• _Task goal_: Copy the entries below with every "one pin" changed to "one marker" and all other text left unchanged.

• _Input for this task_:
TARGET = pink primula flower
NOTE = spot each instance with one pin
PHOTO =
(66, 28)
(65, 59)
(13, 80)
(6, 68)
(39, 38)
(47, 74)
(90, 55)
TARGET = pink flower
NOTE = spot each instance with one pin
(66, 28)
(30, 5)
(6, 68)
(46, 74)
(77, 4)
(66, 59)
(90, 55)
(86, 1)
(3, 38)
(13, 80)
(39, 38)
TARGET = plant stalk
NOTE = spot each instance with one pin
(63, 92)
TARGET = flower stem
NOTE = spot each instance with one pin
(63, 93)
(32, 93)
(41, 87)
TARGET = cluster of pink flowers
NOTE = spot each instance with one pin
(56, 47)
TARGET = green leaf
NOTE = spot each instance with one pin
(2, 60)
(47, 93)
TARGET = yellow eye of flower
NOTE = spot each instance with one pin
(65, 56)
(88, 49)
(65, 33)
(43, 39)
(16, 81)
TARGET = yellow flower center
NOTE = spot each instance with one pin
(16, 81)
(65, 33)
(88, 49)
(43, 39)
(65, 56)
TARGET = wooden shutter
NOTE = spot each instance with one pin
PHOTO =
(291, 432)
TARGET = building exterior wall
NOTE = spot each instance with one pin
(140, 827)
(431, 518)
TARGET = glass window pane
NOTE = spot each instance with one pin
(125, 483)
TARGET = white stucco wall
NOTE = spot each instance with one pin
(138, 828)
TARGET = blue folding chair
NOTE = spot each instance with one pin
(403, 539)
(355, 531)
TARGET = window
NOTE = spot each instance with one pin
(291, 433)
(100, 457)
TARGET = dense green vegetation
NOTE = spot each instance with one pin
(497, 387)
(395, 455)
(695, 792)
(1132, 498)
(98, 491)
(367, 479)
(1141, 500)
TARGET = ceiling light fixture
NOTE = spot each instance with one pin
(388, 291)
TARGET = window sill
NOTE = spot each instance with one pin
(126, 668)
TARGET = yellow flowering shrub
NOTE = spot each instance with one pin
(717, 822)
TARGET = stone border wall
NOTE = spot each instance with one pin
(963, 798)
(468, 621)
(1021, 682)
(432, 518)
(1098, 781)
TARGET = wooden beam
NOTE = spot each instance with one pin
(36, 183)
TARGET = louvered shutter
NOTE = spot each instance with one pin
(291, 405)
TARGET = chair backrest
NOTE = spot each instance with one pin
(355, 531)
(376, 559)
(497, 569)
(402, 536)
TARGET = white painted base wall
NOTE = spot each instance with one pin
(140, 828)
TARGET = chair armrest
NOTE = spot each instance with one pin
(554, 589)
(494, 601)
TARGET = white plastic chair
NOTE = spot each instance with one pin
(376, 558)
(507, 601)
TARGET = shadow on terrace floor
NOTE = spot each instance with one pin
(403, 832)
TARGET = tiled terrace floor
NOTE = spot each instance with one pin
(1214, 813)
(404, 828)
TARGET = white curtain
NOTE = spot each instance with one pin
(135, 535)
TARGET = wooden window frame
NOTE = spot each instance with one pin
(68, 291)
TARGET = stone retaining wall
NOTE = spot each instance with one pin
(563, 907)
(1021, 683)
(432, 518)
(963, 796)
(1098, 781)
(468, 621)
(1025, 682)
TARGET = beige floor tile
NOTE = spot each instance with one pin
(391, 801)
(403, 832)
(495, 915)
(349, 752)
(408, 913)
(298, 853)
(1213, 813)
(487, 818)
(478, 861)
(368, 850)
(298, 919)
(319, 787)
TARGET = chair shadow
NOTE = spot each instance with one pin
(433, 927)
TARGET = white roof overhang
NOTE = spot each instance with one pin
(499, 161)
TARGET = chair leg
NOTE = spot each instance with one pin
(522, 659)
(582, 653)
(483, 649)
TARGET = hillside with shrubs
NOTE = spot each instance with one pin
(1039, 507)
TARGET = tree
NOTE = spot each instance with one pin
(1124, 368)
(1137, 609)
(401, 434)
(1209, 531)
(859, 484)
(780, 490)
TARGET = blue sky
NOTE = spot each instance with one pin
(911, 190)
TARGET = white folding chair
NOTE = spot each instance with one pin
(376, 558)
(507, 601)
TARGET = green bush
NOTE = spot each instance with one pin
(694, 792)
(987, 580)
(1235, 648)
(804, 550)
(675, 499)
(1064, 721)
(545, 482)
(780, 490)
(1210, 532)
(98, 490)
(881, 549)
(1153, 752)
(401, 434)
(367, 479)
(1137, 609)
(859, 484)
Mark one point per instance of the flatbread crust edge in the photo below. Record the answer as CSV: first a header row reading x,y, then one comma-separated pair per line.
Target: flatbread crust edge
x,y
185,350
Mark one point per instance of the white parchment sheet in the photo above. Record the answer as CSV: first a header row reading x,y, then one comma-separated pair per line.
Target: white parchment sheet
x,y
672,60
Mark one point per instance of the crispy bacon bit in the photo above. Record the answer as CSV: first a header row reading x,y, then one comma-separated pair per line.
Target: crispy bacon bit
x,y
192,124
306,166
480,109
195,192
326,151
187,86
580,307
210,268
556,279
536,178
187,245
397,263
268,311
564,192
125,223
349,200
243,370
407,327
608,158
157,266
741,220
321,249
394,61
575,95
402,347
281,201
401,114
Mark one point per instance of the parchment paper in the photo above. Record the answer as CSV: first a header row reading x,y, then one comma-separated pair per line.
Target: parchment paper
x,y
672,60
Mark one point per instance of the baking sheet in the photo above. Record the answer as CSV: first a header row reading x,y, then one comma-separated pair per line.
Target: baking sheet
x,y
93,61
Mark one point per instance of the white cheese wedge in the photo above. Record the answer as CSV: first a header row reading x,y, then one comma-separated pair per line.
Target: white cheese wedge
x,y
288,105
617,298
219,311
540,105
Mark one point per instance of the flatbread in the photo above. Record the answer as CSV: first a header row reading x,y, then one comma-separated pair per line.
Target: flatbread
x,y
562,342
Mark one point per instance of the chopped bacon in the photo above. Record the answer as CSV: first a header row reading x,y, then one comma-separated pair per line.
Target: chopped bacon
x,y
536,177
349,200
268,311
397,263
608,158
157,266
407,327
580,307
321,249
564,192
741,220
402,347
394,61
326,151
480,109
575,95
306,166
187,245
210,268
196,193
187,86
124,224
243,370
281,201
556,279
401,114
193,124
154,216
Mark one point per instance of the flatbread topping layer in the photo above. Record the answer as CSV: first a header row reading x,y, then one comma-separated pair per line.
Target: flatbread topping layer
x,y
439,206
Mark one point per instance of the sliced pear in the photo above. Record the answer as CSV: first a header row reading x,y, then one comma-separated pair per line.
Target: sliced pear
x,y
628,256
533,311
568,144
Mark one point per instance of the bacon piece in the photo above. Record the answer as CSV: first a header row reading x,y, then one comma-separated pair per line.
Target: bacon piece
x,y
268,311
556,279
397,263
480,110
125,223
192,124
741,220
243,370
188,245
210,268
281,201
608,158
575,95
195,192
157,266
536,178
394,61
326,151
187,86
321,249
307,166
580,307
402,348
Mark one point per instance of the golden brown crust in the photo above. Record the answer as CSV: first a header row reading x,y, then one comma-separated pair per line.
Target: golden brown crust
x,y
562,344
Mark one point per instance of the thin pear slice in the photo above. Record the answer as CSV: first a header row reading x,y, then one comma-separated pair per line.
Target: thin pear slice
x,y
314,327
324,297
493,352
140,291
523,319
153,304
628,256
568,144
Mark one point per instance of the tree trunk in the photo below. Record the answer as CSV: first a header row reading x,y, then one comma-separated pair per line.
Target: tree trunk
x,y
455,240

• _Answer to the task_:
TARGET = pink primula flower
NOTE = spot each instance with one marker
PHOTO =
(66, 28)
(65, 59)
(13, 80)
(6, 68)
(39, 38)
(47, 74)
(90, 55)
TARGET = pink flower
NOTE = spot each instance with one marker
(66, 28)
(30, 5)
(6, 68)
(46, 74)
(77, 4)
(66, 59)
(90, 55)
(86, 1)
(3, 38)
(13, 80)
(39, 38)
TARGET = plant stalk
NOTE = spot each instance with one marker
(63, 92)
TARGET = flower stem
NOTE = spot each instance with one marker
(63, 93)
(32, 93)
(41, 87)
TARGET = cluster of pink flowers
NOTE = spot each instance with one marker
(56, 47)
TARGET = green leaf
NOTE = spot each instance with one marker
(2, 60)
(47, 93)
TARGET = yellow eye of flower
NOTE = spot each instance with one marker
(65, 56)
(88, 49)
(65, 33)
(43, 39)
(16, 81)
TARGET = yellow flower center
NOTE = spot each instance with one marker
(16, 81)
(65, 33)
(88, 49)
(43, 39)
(65, 56)
TARGET = wooden shutter
NOTE = spot each instance with one marker
PHOTO =
(291, 432)
TARGET = building exterior wall
NOTE = spot each instance with one marker
(140, 827)
(431, 518)
TARGET = glass window pane
NOTE = spot each instance with one marker
(125, 483)
TARGET = white stucco wall
NOTE = spot each instance with one marker
(138, 828)
TARGET = blue folding chair
NOTE = spot each instance with one marker
(403, 539)
(355, 531)
TARGET = window
NOTE = spot each instance with one marker
(291, 433)
(100, 457)
TARGET = dense green vegetation
NOTE = spot each instance with one marker
(497, 387)
(395, 455)
(695, 792)
(1132, 498)
(98, 491)
(367, 479)
(1141, 500)
TARGET = ceiling light fixture
NOTE = spot each instance with one marker
(388, 291)
TARGET = window sill
NOTE = spot each instance with one marker
(126, 668)
TARGET = yellow flowering shrub
NOTE = spot each instance with one marker
(717, 822)
TARGET = stone border wall
NOTE = spot each instance with one marker
(963, 798)
(468, 621)
(1021, 682)
(432, 518)
(1098, 781)
TARGET = wooden beam
NOTE = spot each instance with one marker
(36, 183)
TARGET = louvered shutter
NOTE = spot each instance with one marker
(291, 405)
TARGET = chair backrest
NOTE = spot each instance with one marker
(355, 531)
(376, 559)
(497, 569)
(402, 536)
TARGET = white painted base wall
NOTE = spot each instance with one marker
(140, 828)
TARGET = chair armrest
NOTE = spot each instance with one marker
(554, 589)
(494, 601)
TARGET = white plastic chair
NOTE = spot each instance with one marker
(376, 558)
(507, 601)
TARGET = shadow on terrace floor
NOTE = spot each instance with one marker
(403, 832)
TARGET = tiled terrace floor
NOTE = spot each instance with one marker
(1214, 813)
(404, 828)
TARGET = white curtain
NOTE = spot each instance with one marker
(135, 535)
TARGET = wooden window frame
NOTE = spot each instance with one marker
(68, 291)
TARGET = stone retaining wall
NOTE = spot each instance with one marker
(563, 907)
(1021, 683)
(432, 518)
(963, 796)
(1098, 781)
(468, 621)
(1025, 682)
TARGET = beige floor tile
NOTE = spot each instance with one marker
(391, 801)
(403, 832)
(495, 915)
(349, 752)
(408, 913)
(298, 853)
(1213, 813)
(487, 818)
(478, 861)
(368, 850)
(298, 919)
(319, 787)
TARGET = chair shadow
NOTE = spot each instance with one marker
(433, 927)
TARGET = white roof overhang
NOTE = spot each instance with one marker
(499, 161)
TARGET = chair leg
NOTE = spot each instance with one marker
(522, 659)
(582, 653)
(483, 649)
TARGET = hillside with shrubs
NOTE = spot each instance with one marker
(1039, 507)
TARGET = tree
NOTE = spot each instance with one marker
(1124, 368)
(1137, 609)
(401, 434)
(1209, 531)
(859, 484)
(780, 490)
TARGET = blue sky
NOTE = spot each instance with one marker
(911, 190)
TARGET = white folding chair
NOTE = spot each instance with one marker
(376, 558)
(507, 601)
TARGET = green bush
NOTE = spot each instance with one marker
(694, 792)
(987, 580)
(1235, 648)
(804, 550)
(675, 499)
(1064, 721)
(545, 482)
(780, 490)
(1210, 532)
(98, 490)
(881, 549)
(1153, 752)
(401, 434)
(367, 479)
(1137, 609)
(859, 484)
Mark one point per instance of the flatbread crust edge in the photo below. Record the answer as CSV: first a header row reading x,y, then one comma-separated pair per line.
Target: flatbread crust edge
x,y
185,350
Mark one point per instance of the white parchment sheet in the photo above. Record the answer as CSV: first a header row reading x,y, then one comma-separated pair per line.
Target: white parchment sheet
x,y
672,60
Mark one point per instance of the crispy bacon bit in the photo above. Record the answer as CSV: first a header row reading x,y, then one comma-separated pair per line.
Target: crispy bacon bit
x,y
192,124
306,166
480,109
195,192
326,151
187,86
580,307
210,268
556,279
536,178
187,245
397,263
268,311
564,192
125,223
349,200
243,370
407,327
608,158
157,266
741,220
321,249
394,61
575,95
402,347
281,201
401,114
Mark one point per instance of the parchment paper in the photo above. Record the answer as CSV: first a header row reading x,y, then one comma-separated pair per line.
Target: parchment paper
x,y
672,60
Mark one point per instance of the baking sheet in the photo above. Record the answer as CSV: first a header row reading x,y, then one comma-separated pair per line.
Target: baking sheet
x,y
93,61
Mark one point per instance of the white cheese wedge in the photo above. Record the answer as CSV: first a header row reading x,y, then one comma-separated pair per line.
Target: white cheese wedge
x,y
288,105
617,298
219,311
540,105
Mark one point per instance of the flatbread in the photo above. Record the answer as CSV: first a header row reading x,y, then one comma-separated pair per line.
Target: flatbread
x,y
562,342
Mark one point per instance of the chopped bacon in the photo above. Record the answer as CSV: first a header row reading x,y, then one comma-separated pair per line.
Target: chopped bacon
x,y
536,177
349,200
268,311
397,263
608,158
157,266
407,327
580,307
321,249
564,192
741,220
402,347
394,61
326,151
480,109
575,95
306,166
187,245
210,268
196,193
187,86
124,224
243,370
281,201
556,279
401,114
193,124
154,216
Mark one point per instance of the flatbread topping layer in the photo above. Record the answer as CSV: first a header row reading x,y, then one comma-separated pair per line.
Target: flatbread topping layer
x,y
439,206
Mark one point per instance of the sliced pear in the photo above. Record the answer as CSV: first a header row reading x,y, then one comma-separated pair per line.
Target: sliced pear
x,y
628,256
533,311
568,144
Mark one point per instance of the bacon piece in the photo above. Record the answer as CSV: first a header row reading x,y, then one comma-separated pair per line.
Target: bacon piece
x,y
268,311
556,279
397,263
480,110
125,223
192,124
741,220
243,370
188,245
210,268
281,201
608,158
575,95
195,192
157,266
536,178
394,61
326,151
187,86
321,249
307,166
580,307
402,348
Mark one point per instance of the golden brown crust in the photo above. Record the answer as CSV: first a header row reading x,y, then one comma-separated pair per line.
Target: golden brown crust
x,y
562,344
Mark one point per instance of the thin pear slice in the photo above. Record the answer as CSV: first a header row reading x,y, then one comma-separated pair per line.
Target: thin pear slice
x,y
314,327
324,297
493,352
140,291
523,319
153,304
628,256
568,144
Mark one point per instance of the tree trunk in the photo below. Record the answer as CSV: first a header row reading x,y, then one comma-separated pair per line.
Target: tree trunk
x,y
455,240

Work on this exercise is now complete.